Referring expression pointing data

══════════

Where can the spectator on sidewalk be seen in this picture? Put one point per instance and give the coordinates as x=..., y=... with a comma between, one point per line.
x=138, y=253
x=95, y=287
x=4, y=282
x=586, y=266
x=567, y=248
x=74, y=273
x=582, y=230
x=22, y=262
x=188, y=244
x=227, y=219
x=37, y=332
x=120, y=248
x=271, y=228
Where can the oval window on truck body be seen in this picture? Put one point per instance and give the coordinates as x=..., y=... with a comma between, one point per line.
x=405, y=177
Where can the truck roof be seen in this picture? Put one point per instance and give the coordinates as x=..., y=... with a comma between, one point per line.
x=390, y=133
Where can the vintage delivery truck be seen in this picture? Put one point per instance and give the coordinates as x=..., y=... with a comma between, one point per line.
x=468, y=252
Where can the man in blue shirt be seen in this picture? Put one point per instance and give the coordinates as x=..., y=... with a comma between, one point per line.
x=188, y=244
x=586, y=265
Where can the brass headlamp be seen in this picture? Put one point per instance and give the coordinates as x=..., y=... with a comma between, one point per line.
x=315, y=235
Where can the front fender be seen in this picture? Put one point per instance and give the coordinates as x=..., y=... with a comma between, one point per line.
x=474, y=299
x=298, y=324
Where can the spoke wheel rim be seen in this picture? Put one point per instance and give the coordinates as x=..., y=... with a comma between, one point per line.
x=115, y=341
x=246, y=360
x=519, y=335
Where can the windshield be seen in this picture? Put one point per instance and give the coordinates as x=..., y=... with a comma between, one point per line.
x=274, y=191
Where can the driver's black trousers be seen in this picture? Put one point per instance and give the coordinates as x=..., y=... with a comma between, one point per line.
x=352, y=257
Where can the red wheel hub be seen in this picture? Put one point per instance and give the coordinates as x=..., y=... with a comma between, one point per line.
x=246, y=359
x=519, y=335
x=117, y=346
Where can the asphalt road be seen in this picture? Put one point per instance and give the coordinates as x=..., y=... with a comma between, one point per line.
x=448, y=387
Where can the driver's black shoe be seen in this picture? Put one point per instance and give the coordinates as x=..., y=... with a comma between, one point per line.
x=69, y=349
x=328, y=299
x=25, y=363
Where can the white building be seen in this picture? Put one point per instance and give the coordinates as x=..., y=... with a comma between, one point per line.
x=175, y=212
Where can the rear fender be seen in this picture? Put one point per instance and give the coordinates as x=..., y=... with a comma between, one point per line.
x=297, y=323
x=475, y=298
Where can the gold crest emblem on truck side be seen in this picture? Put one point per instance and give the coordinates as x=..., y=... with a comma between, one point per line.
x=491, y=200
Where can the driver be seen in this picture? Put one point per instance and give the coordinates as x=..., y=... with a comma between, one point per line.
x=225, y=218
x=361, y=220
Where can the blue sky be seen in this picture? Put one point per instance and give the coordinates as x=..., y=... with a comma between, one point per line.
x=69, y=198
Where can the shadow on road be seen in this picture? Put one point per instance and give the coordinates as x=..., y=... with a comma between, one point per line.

══════════

● WHAT IS REQUIRED: Extract exactly the lines between the line containing "Where can the gold" and the end of the data, including both.

● ANSWER TO THIS EXERCISE:
Where can the gold crest emblem on truck side be seen in this picture? Put one point per instance and give the coordinates as x=..., y=... with a comma between, one point per line.
x=491, y=200
Where can the driver be seen in this picture? Put one point per instance and give the coordinates as x=..., y=... with a comma between, one point per line.
x=225, y=218
x=361, y=220
Where can the blue sky be seen in this picture? Put one point per instance and give the coordinates as x=..., y=... with a comma between, one point per line.
x=69, y=198
Where can the shadow on road be seen in this picture? Put one point per instance and give the coordinates as x=..., y=... with a comma between, one point per line.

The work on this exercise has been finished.